Given passage:
────────────────────────────────────────

TL;DR: We introduce the convolutional VQGAN to combine both the efficiency of convolutional approaches with the expressive power of transformers, and to combine adversarial with likelihood training in a perceptually meaningful way. The VQGAN learns a codebook of context-rich visual parts, whose composition is then modeled with an autoregressive transformer.
arXiv
BibTeX
GitHub
* equal contribution

Abstract

Designed to learn long-range interactions on sequential data, transformers continue to show state-of-the-art results on a wide variety of tasks. In contrast to CNNs, they contain no inductive bias that prioritizes local interactions. This makes them expressive, but also computationally infeasible for long sequences, such as high-resolution images. We demonstrate how combining the effectiveness of the inductive bias of CNNs with the expressivity of transformers enables them to model and thereby synthesize high-resolution images. We show how to (i) use CNNs to learn a context-rich vocabulary of image constituents, and in turn (ii) utilize transformers to efficiently model their composition within high-resolution images. Our approach is readily applied to conditional synthesis tasks, where both non-spatial information, such as object classes, and spatial information, such as segmentations, can control the generated image. In particular, we present the first results on semantically-guided synthesis of megapixel images with transformers.

Our CVPR2021 Oral Talk

Results

and applications of our model.

Our work covered by Two Minute Papers.
Our work covered by What's AI.
Sampling landscapes conditioned on semantic layouts.
Visualizing depth-to-image sampling in 3D.

────────────────────────────────────────

Stored data:
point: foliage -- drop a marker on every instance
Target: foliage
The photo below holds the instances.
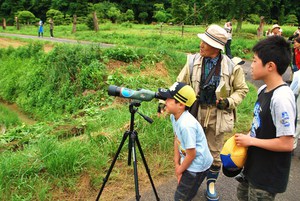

────────────────────────────────────────

The tasks:
a. Write out the portion of the VQGAN page starting at "Our CVPR2021 Oral" and ending at "on semantic layouts.", word for word.
b. Summarize the VQGAN page in two sentences.
The material has no connection to the VQGAN page.

Task-by-task results:
a.
Our CVPR2021 Oral Talk

Results

and applications of our model.

Our work covered by Two Minute Papers.
Our work covered by What's AI.
Sampling landscapes conditioned on semantic layouts.

b. The approach uses CNNs to learn a context-rich codebook of image parts and an autoregressive transformer to model how those parts combine, which lets transformers synthesize high-resolution images. It applies readily to conditional synthesis guided by object classes or segmentations, and it gives the first results on semantically guided synthesis of megapixel images with transformers.